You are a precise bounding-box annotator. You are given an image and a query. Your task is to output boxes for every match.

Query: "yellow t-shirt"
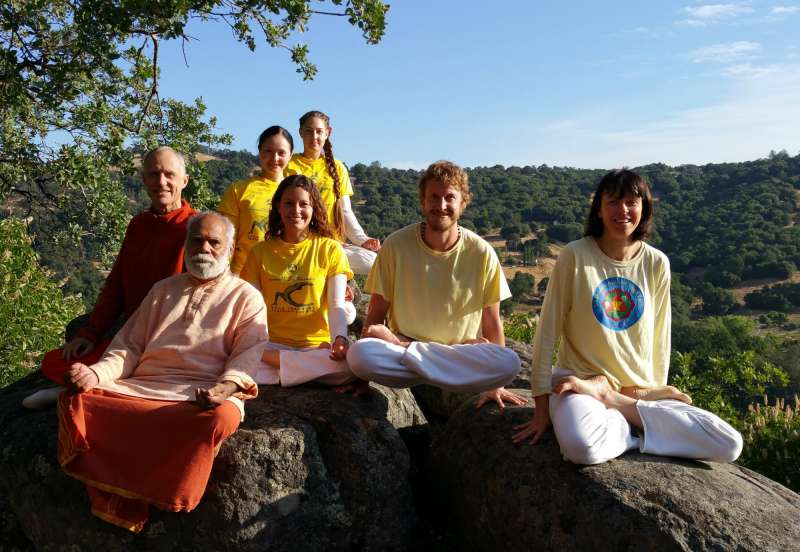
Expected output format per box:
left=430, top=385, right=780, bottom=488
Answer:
left=365, top=223, right=511, bottom=345
left=529, top=237, right=672, bottom=396
left=240, top=234, right=353, bottom=348
left=217, top=175, right=279, bottom=273
left=285, top=154, right=354, bottom=239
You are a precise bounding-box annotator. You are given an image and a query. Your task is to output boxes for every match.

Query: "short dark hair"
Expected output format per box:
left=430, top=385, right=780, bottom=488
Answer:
left=257, top=126, right=294, bottom=152
left=584, top=169, right=653, bottom=241
left=267, top=175, right=334, bottom=239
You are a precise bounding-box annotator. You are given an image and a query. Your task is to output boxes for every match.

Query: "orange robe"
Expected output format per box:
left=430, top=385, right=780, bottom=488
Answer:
left=57, top=271, right=266, bottom=531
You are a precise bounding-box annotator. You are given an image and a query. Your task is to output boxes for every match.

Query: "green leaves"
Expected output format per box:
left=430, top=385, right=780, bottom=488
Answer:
left=0, top=218, right=83, bottom=387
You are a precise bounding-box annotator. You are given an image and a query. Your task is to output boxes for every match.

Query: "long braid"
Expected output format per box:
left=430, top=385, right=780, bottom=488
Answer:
left=322, top=138, right=346, bottom=239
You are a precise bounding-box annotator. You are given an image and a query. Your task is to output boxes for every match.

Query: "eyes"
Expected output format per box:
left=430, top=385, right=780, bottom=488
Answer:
left=190, top=236, right=222, bottom=249
left=607, top=198, right=641, bottom=208
left=282, top=200, right=311, bottom=209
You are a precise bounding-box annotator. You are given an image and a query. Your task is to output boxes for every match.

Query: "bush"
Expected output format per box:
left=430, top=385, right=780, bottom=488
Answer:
left=0, top=218, right=84, bottom=387
left=504, top=312, right=537, bottom=343
left=738, top=396, right=800, bottom=492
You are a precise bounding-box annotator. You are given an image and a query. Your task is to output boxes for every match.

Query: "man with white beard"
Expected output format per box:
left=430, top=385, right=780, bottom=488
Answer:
left=57, top=211, right=268, bottom=533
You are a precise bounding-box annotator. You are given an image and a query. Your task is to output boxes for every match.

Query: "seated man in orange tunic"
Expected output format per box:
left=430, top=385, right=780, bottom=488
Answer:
left=57, top=211, right=266, bottom=532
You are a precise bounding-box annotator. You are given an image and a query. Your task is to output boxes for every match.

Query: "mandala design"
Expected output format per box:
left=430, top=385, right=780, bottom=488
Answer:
left=591, top=277, right=645, bottom=331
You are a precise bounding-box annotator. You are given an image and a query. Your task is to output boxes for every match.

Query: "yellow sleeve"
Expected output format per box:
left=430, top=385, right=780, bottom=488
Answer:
left=217, top=183, right=240, bottom=228
left=337, top=160, right=354, bottom=196
left=530, top=246, right=575, bottom=396
left=482, top=247, right=510, bottom=307
left=327, top=240, right=354, bottom=280
left=364, top=241, right=393, bottom=300
left=652, top=254, right=672, bottom=387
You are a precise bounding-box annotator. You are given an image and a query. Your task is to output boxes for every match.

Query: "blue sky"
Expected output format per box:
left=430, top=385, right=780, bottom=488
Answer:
left=157, top=1, right=800, bottom=169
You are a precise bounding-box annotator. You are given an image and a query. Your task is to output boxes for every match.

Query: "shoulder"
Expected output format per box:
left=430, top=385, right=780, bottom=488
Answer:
left=224, top=273, right=266, bottom=303
left=460, top=228, right=501, bottom=261
left=640, top=242, right=670, bottom=272
left=383, top=223, right=419, bottom=247
left=314, top=235, right=345, bottom=252
left=150, top=272, right=190, bottom=296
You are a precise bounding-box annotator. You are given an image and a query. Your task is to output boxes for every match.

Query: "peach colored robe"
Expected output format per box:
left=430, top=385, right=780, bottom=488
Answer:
left=89, top=271, right=266, bottom=418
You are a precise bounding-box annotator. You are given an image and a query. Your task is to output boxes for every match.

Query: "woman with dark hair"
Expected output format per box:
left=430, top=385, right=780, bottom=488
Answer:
left=218, top=126, right=293, bottom=274
left=240, top=175, right=356, bottom=386
left=285, top=110, right=380, bottom=275
left=512, top=169, right=742, bottom=465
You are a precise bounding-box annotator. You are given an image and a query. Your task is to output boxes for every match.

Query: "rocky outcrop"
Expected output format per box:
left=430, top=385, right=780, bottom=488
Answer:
left=0, top=374, right=424, bottom=551
left=429, top=390, right=800, bottom=552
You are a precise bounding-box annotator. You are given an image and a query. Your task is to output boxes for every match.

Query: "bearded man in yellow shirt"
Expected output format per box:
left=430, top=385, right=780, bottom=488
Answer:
left=346, top=161, right=524, bottom=407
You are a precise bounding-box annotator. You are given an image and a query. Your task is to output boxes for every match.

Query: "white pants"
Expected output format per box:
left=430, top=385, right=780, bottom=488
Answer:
left=344, top=243, right=377, bottom=276
left=549, top=367, right=743, bottom=465
left=257, top=342, right=356, bottom=387
left=346, top=338, right=520, bottom=394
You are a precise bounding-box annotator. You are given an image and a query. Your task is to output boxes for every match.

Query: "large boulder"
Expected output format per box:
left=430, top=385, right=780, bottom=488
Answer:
left=428, top=390, right=800, bottom=551
left=0, top=374, right=424, bottom=551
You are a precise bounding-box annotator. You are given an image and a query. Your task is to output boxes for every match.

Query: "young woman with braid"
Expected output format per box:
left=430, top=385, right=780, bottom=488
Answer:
left=285, top=110, right=380, bottom=275
left=512, top=169, right=742, bottom=465
left=217, top=126, right=293, bottom=274
left=240, top=175, right=356, bottom=387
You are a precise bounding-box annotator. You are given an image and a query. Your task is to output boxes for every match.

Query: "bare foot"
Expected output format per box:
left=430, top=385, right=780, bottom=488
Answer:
left=552, top=374, right=613, bottom=402
left=621, top=385, right=692, bottom=405
left=262, top=349, right=281, bottom=368
left=362, top=324, right=410, bottom=346
left=333, top=379, right=372, bottom=397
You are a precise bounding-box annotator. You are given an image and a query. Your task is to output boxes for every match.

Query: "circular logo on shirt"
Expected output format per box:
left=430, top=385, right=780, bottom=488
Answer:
left=591, top=277, right=644, bottom=331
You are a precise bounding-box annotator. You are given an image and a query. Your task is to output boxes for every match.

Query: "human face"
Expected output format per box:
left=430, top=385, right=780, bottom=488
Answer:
left=421, top=178, right=465, bottom=233
left=299, top=116, right=330, bottom=156
left=598, top=191, right=643, bottom=242
left=185, top=215, right=230, bottom=280
left=258, top=134, right=292, bottom=179
left=279, top=185, right=314, bottom=241
left=142, top=149, right=189, bottom=213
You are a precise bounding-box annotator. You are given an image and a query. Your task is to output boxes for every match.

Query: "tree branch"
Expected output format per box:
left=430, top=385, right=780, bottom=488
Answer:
left=136, top=34, right=159, bottom=134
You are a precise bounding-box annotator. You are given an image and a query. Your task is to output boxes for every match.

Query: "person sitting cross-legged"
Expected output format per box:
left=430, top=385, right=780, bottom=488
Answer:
left=57, top=211, right=266, bottom=532
left=345, top=160, right=523, bottom=407
left=24, top=146, right=197, bottom=408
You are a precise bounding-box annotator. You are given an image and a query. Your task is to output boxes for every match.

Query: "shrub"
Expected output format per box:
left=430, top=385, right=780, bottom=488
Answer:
left=0, top=218, right=84, bottom=387
left=738, top=395, right=800, bottom=492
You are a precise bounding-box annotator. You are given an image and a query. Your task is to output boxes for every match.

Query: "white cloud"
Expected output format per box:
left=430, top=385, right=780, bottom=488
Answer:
left=544, top=119, right=581, bottom=131
left=690, top=41, right=761, bottom=62
left=721, top=63, right=781, bottom=77
left=771, top=5, right=800, bottom=14
left=677, top=3, right=755, bottom=26
left=586, top=65, right=800, bottom=167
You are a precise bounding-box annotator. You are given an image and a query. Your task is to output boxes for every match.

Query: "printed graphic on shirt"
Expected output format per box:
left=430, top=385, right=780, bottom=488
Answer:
left=247, top=214, right=269, bottom=241
left=591, top=277, right=645, bottom=331
left=272, top=281, right=313, bottom=308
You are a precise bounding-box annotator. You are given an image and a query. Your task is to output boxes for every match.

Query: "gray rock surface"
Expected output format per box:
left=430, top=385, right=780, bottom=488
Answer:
left=0, top=374, right=424, bottom=551
left=429, top=389, right=800, bottom=552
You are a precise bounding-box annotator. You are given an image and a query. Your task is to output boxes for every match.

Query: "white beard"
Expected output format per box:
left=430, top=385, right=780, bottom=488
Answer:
left=186, top=252, right=227, bottom=280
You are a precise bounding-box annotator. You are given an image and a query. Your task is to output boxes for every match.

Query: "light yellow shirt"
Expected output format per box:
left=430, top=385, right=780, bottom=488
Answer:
left=285, top=154, right=354, bottom=240
left=530, top=237, right=672, bottom=396
left=365, top=223, right=510, bottom=345
left=217, top=175, right=279, bottom=273
left=240, top=234, right=353, bottom=348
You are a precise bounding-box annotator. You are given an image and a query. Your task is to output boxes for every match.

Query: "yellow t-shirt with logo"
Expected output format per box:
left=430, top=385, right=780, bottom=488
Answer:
left=240, top=234, right=353, bottom=348
left=217, top=175, right=280, bottom=274
left=365, top=223, right=511, bottom=345
left=285, top=154, right=354, bottom=240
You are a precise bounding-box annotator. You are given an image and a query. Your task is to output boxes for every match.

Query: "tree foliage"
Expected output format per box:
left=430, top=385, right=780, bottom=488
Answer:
left=1, top=0, right=389, bottom=268
left=0, top=218, right=83, bottom=387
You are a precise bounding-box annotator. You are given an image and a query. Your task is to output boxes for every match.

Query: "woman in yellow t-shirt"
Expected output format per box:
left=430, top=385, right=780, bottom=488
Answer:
left=217, top=126, right=293, bottom=273
left=240, top=174, right=356, bottom=387
left=284, top=110, right=380, bottom=275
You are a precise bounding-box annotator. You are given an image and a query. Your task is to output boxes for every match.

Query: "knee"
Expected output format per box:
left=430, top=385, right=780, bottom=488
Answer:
left=711, top=427, right=744, bottom=463
left=559, top=437, right=610, bottom=465
left=497, top=347, right=521, bottom=382
left=346, top=340, right=377, bottom=380
left=210, top=402, right=241, bottom=436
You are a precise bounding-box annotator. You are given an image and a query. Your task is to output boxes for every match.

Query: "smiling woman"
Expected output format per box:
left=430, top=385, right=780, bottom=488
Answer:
left=513, top=169, right=743, bottom=466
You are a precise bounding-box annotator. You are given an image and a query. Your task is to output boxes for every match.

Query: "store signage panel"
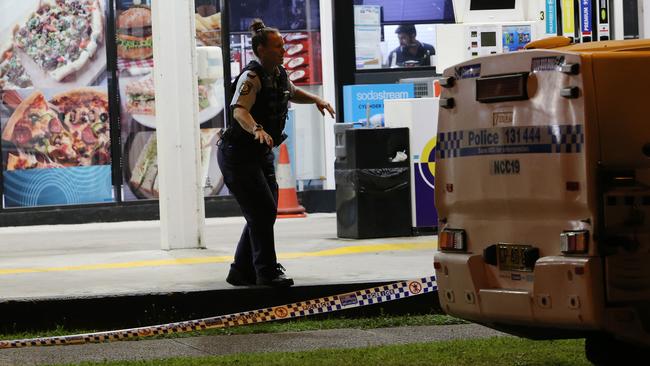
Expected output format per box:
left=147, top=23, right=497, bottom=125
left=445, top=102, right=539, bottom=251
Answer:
left=546, top=0, right=557, bottom=35
left=579, top=0, right=593, bottom=41
left=354, top=4, right=381, bottom=26
left=115, top=0, right=229, bottom=201
left=0, top=0, right=114, bottom=208
left=561, top=0, right=576, bottom=39
left=343, top=84, right=415, bottom=127
left=597, top=0, right=610, bottom=40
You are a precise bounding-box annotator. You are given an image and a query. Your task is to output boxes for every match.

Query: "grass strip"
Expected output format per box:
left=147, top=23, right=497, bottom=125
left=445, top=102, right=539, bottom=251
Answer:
left=0, top=314, right=465, bottom=341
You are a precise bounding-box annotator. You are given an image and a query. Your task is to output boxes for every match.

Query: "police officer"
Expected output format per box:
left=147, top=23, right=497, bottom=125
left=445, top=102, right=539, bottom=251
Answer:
left=219, top=19, right=335, bottom=287
left=385, top=24, right=435, bottom=68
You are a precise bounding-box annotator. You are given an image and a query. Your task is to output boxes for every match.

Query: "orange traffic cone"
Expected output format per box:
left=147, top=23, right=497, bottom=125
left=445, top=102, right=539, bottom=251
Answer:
left=276, top=143, right=306, bottom=218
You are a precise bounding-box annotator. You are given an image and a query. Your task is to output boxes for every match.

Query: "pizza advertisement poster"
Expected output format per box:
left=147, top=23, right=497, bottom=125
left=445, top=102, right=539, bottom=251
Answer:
left=0, top=0, right=109, bottom=90
left=0, top=87, right=114, bottom=208
left=0, top=0, right=115, bottom=209
left=116, top=0, right=228, bottom=201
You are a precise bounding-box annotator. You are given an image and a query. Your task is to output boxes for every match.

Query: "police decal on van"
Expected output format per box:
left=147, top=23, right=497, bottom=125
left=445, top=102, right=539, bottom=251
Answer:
left=437, top=124, right=584, bottom=159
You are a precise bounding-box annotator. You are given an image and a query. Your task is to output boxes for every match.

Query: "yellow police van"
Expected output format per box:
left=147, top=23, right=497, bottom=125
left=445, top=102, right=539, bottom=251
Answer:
left=434, top=37, right=650, bottom=362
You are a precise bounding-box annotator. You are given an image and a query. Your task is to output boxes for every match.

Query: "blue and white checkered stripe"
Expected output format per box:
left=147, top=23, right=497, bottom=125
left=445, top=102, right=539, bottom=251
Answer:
left=0, top=276, right=437, bottom=349
left=549, top=125, right=584, bottom=153
left=421, top=276, right=437, bottom=293
left=288, top=297, right=343, bottom=317
left=437, top=131, right=464, bottom=159
left=358, top=283, right=410, bottom=306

What the exercise asks ▸ Please find every line in the records that contains the word "robe", and copy it out.

Completed exercise ▸
Query: "orange robe"
Query: "peach colored robe"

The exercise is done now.